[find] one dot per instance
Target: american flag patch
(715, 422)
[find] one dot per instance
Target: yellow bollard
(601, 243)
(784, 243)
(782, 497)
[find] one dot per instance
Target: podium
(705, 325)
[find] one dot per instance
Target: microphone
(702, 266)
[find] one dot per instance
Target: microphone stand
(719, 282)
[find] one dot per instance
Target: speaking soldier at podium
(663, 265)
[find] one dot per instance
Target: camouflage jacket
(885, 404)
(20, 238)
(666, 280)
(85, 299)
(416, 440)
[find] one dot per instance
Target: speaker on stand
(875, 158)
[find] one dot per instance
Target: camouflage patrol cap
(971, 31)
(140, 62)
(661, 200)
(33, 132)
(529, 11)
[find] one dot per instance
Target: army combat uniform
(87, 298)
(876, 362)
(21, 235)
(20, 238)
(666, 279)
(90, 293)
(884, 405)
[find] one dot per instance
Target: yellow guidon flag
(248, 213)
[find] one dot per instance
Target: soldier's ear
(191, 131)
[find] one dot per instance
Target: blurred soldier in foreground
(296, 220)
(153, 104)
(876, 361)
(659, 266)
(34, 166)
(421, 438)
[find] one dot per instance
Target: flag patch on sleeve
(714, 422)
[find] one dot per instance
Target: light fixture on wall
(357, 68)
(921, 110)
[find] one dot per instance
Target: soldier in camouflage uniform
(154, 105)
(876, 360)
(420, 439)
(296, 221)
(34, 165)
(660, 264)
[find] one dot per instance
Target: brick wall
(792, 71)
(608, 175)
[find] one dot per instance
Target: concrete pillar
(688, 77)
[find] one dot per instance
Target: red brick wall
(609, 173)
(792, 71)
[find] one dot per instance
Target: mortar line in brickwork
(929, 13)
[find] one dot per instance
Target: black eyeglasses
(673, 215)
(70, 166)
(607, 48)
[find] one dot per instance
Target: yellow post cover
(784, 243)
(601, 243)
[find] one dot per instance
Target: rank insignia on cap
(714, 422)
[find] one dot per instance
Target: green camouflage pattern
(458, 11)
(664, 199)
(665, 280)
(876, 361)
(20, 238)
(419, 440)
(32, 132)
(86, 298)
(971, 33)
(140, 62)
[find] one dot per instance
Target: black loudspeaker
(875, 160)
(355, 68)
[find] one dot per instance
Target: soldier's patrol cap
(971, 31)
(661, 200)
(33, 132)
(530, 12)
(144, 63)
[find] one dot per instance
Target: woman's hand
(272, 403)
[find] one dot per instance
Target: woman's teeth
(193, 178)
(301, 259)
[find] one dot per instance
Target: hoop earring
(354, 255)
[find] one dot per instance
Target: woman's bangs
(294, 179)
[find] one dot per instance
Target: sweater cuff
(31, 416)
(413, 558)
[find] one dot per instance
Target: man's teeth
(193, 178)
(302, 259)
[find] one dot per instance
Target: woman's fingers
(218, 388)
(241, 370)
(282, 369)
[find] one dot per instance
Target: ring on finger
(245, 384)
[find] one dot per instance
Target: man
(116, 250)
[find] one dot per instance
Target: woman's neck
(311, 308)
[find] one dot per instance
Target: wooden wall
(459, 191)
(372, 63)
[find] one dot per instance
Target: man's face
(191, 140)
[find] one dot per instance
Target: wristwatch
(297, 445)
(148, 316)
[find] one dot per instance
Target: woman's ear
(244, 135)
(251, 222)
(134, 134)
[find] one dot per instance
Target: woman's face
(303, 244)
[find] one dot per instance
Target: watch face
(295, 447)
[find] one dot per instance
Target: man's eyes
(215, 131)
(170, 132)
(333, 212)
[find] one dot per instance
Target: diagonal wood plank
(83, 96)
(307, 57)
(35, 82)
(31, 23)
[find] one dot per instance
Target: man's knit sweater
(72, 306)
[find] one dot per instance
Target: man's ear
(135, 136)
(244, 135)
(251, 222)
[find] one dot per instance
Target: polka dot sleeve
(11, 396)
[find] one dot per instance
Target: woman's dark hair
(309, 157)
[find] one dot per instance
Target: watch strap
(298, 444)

* * * * * * * * *

Exercise requirements:
Transcribe the whole listing exactly.

Exercise solution:
[find] one dot per instance
Target: american flag patch
(715, 422)
[find] one dot per instance
Target: yellow bollard
(601, 243)
(784, 243)
(782, 497)
[find] one dot per instance
Target: podium
(705, 325)
[find] one dot per instance
Target: microphone
(702, 266)
[find] one dot per instance
Target: microphone stand
(719, 282)
[find] one dot per instance
Target: speaking soldier at podium
(663, 265)
[find] one dot per instance
Target: camouflage jacket
(885, 404)
(20, 238)
(666, 280)
(85, 299)
(416, 440)
[find] one dot per instance
Target: speaker on stand
(875, 158)
[find] one dot per instance
Target: camouflage patrol cap
(971, 31)
(140, 62)
(661, 200)
(33, 132)
(529, 11)
[find] one dot per instance
Target: army combat uniform
(87, 298)
(876, 362)
(21, 235)
(20, 238)
(666, 279)
(90, 293)
(884, 405)
[find] one dot per instance
Target: yellow guidon flag
(248, 213)
[find] one dot per instance
Target: soldier's ear
(191, 131)
[find] one dot per instance
Target: blurred soldier in foreground
(296, 220)
(153, 104)
(876, 361)
(659, 266)
(34, 166)
(421, 438)
[find] one dot per instance
Target: flag patch on sleeve
(714, 422)
[find] one dot per instance
Target: light fixture on wall
(357, 68)
(921, 110)
[find] one dot per instance
Target: soldier in camouflage uniform
(154, 105)
(876, 360)
(420, 439)
(296, 221)
(34, 165)
(660, 264)
[find] one dot per instance
Target: brick wall
(792, 71)
(608, 175)
[find] one dot per instance
Target: concrete pillar
(688, 77)
[find] one dot per instance
Target: red brick wall
(609, 173)
(792, 71)
[find] one dot per instance
Target: mortar line in brickwork
(929, 13)
[find] one dot per instance
Target: black eyeglasses
(673, 215)
(70, 166)
(607, 48)
[find] one dot per instance
Target: yellow post cover
(784, 243)
(601, 243)
[find] one dot per instance
Target: rank insignia on cap
(714, 422)
[find] one dot per instance
Target: green camouflage pattern
(458, 11)
(664, 199)
(665, 280)
(876, 361)
(20, 238)
(419, 440)
(32, 132)
(86, 298)
(971, 33)
(140, 62)
[find] one dot per instance
Target: black loudspeaker
(875, 160)
(355, 68)
[find] one dot per instance
Target: soldier's patrol cap
(971, 31)
(661, 200)
(33, 132)
(530, 12)
(144, 63)
[find] one dot per instance
Target: woman's hand
(272, 403)
[find] one dot per instance
Target: woman's teeth
(193, 178)
(301, 259)
[find] one dot per instance
Target: hoop earring
(354, 255)
[find] one dot per instance
Target: woman's bangs
(294, 179)
[find] one dot per instance
Target: sweater cuff
(31, 416)
(413, 558)
[find] one dot per instance
Target: man's teeth
(193, 178)
(302, 259)
[find] one dot per instance
Target: woman's fingers
(218, 388)
(241, 370)
(282, 369)
[find] one dot per instance
Target: ring on finger
(245, 384)
[find] one dot per instance
Target: man
(116, 250)
[find] one dot per instance
Target: woman's neck
(311, 308)
[find] one dot per instance
Target: wooden wall
(459, 191)
(372, 63)
[find] one dot per instance
Target: man's face
(191, 140)
[find] one dot per instance
Target: wristwatch
(297, 445)
(148, 316)
[find] one dot per instance
Target: woman's ear
(244, 135)
(251, 222)
(134, 134)
[find] one dot per instance
Target: woman's face
(303, 244)
[find] one dot per instance
Target: watch face
(295, 447)
[find] one dot per instance
Target: man's eyes
(215, 131)
(170, 132)
(333, 212)
[find] one dot per instance
Target: diagonal wood plank
(83, 96)
(307, 57)
(35, 82)
(31, 23)
[find] one dot per instance
Target: man's knit sweater
(72, 306)
[find] one dot per instance
Target: man's ear
(135, 136)
(244, 135)
(251, 222)
[find] one dot per instance
Target: polka dot sleeve
(11, 396)
[find] one dot per instance
Target: woman's dark hair
(309, 157)
[find] one dot per instance
Target: watch strap
(298, 444)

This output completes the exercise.